- **Input for this task**:
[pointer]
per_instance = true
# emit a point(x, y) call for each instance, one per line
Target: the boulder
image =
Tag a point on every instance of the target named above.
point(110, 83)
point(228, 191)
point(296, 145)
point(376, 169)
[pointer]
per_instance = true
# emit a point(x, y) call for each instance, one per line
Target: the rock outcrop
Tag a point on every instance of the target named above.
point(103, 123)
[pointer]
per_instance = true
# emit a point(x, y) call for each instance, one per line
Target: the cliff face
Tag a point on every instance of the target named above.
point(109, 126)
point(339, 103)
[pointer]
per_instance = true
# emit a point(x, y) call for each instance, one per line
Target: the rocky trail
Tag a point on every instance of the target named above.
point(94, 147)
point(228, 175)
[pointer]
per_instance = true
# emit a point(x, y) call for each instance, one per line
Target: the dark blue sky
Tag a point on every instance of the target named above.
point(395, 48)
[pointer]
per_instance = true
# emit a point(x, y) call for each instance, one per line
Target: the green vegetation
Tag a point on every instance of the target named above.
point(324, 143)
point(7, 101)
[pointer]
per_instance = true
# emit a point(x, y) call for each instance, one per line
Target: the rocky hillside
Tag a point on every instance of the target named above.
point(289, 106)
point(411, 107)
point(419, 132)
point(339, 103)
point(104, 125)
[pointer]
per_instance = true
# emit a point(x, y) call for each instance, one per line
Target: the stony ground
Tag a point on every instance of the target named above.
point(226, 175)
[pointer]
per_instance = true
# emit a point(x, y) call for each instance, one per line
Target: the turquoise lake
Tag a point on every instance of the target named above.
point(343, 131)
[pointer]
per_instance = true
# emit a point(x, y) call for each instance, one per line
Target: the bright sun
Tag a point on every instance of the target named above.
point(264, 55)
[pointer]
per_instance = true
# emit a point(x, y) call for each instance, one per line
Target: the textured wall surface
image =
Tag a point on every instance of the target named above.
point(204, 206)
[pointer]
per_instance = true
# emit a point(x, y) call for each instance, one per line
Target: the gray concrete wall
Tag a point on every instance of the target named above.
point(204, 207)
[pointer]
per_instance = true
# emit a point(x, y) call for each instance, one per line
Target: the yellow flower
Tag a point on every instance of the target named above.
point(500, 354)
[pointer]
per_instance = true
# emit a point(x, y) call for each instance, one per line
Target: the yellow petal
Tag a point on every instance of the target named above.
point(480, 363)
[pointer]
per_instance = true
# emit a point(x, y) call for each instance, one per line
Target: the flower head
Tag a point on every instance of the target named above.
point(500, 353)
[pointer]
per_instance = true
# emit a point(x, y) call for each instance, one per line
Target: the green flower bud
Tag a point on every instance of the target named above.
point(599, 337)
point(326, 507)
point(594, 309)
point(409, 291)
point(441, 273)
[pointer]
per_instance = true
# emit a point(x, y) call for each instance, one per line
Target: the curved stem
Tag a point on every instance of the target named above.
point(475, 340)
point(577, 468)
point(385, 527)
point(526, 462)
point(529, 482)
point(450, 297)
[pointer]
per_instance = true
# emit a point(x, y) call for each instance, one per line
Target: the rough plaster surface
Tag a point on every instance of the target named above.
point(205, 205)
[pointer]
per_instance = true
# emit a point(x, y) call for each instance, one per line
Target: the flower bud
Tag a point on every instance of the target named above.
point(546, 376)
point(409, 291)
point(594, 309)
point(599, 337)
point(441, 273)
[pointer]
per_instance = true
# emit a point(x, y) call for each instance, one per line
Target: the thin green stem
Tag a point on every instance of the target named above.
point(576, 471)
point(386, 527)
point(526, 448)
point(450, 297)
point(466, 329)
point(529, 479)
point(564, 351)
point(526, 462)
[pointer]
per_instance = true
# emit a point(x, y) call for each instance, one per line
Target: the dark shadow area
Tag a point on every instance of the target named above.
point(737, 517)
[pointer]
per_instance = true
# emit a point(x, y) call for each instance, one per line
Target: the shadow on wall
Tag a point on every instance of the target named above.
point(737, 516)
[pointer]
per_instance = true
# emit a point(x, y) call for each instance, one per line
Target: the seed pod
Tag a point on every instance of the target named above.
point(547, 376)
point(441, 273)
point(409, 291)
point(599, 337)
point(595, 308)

- **Exercise details**: Using the data above, repeat every line exactly.

- **Complete response**:
[pointer]
per_instance = true
# emit a point(x, y) call for each instance, one per line
Target: the boulder
image =
Tag a point on every instance of the target named above.
point(110, 83)
point(228, 191)
point(296, 145)
point(376, 169)
[pointer]
per_instance = true
# emit a point(x, y) call for each instance, one per line
Target: the rock outcrop
Tag a point on every instance of the target named above.
point(103, 123)
[pointer]
per_instance = true
# emit a point(x, y) call for each instance, one per line
Target: the cliff face
Tag a point on every instance of the target named above.
point(109, 126)
point(339, 103)
[pointer]
per_instance = true
# emit a point(x, y) call for each instance, one per line
Target: the rocky trail
Tag a point on every instance of the target named above.
point(94, 147)
point(228, 175)
[pointer]
per_instance = true
# emit a point(x, y) call for each instance, one per line
Target: the dark blue sky
Tag a point on every instance of the target named above.
point(395, 48)
[pointer]
per_instance = true
# emit a point(x, y) call for each instance, one per line
Target: the green vegetation
Tag a point on every instance of the target named above.
point(324, 143)
point(7, 101)
[pointer]
per_instance = true
# emit a point(x, y) call for each instance, one per line
Target: the rocky hillside
Tag a point on every instance of the target named above.
point(289, 106)
point(411, 107)
point(419, 132)
point(339, 103)
point(104, 125)
[pointer]
per_instance = true
# emit a point(x, y) call for each instance, one per line
Target: the stony ground
Tag a point on every instance of the target named above.
point(226, 175)
[pointer]
per_instance = true
# emit a point(x, y) call for each instance, one per line
Target: the turquoise lake
Tag a point on every instance of the target named above.
point(343, 131)
[pointer]
per_instance = true
# emit a point(x, y) call for each instance, one per line
Target: the bright sun
Tag a point on every instance of the target named above.
point(264, 55)
[pointer]
per_instance = true
# emit a point(x, y) call for each instance, one per line
Target: the textured wall surface
image =
Tag a point on every instance of the target named above.
point(204, 206)
[pointer]
per_instance = true
# emit a point(x, y) call for each instance, one per line
Target: the gray concrete wall
Tag a point on every instance of the target named above.
point(204, 207)
[pointer]
per_instance = true
# emit a point(x, y) call for each instance, one per line
Target: the yellow flower
Tag a point on every instance of the target named above.
point(500, 354)
[pointer]
per_instance = true
# emit a point(x, y) call for each instance, one per line
Target: the yellow petal
Tag a point on every instance of the target named above.
point(480, 363)
[pointer]
per_instance = true
# emit a point(x, y) call for each instance, one per line
Target: the flower head
Tag a point on every instance of the target named above.
point(500, 353)
[pointer]
per_instance = true
# emit a point(x, y) call for each instance, one per line
Target: the green flower bud
Tag a point on every instance of the target named above.
point(599, 337)
point(326, 507)
point(594, 309)
point(409, 291)
point(441, 273)
[pointer]
per_instance = true
# emit a point(x, y) call for each instance, one per line
Target: the curved stem
Tag a point on every instance of the target named above.
point(475, 340)
point(577, 468)
point(385, 527)
point(526, 462)
point(529, 482)
point(450, 297)
[pointer]
per_instance = true
# emit a point(x, y) call for each instance, one per line
Target: the rough plaster surface
Tag a point on every instance of the target named above.
point(205, 205)
[pointer]
per_instance = true
# emit a point(x, y) call for each instance, one per line
Target: the flower bud
Tag a point on every instance of the target named above.
point(546, 376)
point(409, 291)
point(594, 309)
point(599, 337)
point(441, 273)
[pointer]
per_instance = true
# emit a point(x, y) call for each instance, one per line
Target: the thin green stem
Tag a point on every instance of the target named above.
point(576, 471)
point(386, 527)
point(526, 448)
point(450, 297)
point(466, 329)
point(529, 479)
point(564, 351)
point(526, 462)
[pointer]
per_instance = true
# emit a point(x, y) call for each instance, one per line
Target: the dark shadow area
Tag a point on every instance of the target named above.
point(737, 517)
[pointer]
per_instance = true
# emit a point(x, y) call for each instance, one per line
Target: the shadow on wall
Tag a point on every instance of the target named above.
point(737, 516)
[pointer]
per_instance = true
# emit a point(x, y) call for each instance, one per line
Target: the seed pod
Tag a point on every instance of the target named above.
point(547, 376)
point(441, 273)
point(409, 291)
point(599, 337)
point(595, 308)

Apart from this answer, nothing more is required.